## About this task
Copy exactly the lines of the records below, and only those lines, beginning with the line that contains "Target: bus side window" and ending with the line that contains "Target: roof of bus".

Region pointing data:

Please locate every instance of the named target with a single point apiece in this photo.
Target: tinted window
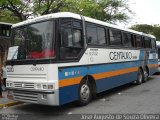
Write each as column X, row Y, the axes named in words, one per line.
column 147, row 42
column 66, row 22
column 115, row 37
column 71, row 39
column 153, row 43
column 138, row 41
column 127, row 40
column 35, row 41
column 101, row 36
column 92, row 35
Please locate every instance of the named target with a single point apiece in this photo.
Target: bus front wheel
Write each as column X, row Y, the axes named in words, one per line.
column 84, row 92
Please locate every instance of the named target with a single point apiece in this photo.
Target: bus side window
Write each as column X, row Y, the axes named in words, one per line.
column 127, row 40
column 153, row 44
column 91, row 35
column 147, row 42
column 115, row 37
column 138, row 41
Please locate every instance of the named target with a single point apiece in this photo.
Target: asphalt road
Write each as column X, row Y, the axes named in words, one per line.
column 127, row 99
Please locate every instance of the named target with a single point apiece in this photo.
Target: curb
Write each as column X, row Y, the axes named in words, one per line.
column 10, row 104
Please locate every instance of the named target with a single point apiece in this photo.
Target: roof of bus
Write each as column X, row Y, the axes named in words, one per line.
column 76, row 16
column 4, row 23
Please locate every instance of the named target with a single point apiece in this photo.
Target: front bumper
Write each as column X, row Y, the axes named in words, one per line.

## Result of this exercise
Target: bus side window
Write each as column X, row Y, the axes named in words, one per line.
column 127, row 40
column 153, row 44
column 91, row 35
column 147, row 42
column 115, row 37
column 138, row 41
Please locate every instance of the named target with a single point apiece in this photo.
Target: asphalt road
Write each as column X, row Y, the axes named in words, one per line.
column 127, row 99
Please locate every instance of the named target with a single point apiece in this photo.
Target: curb
Write each as column X, row Y, the axes named in words, one per line.
column 10, row 104
Please locate every instance of the named target with a single point apiece in this photo.
Target: roof of bus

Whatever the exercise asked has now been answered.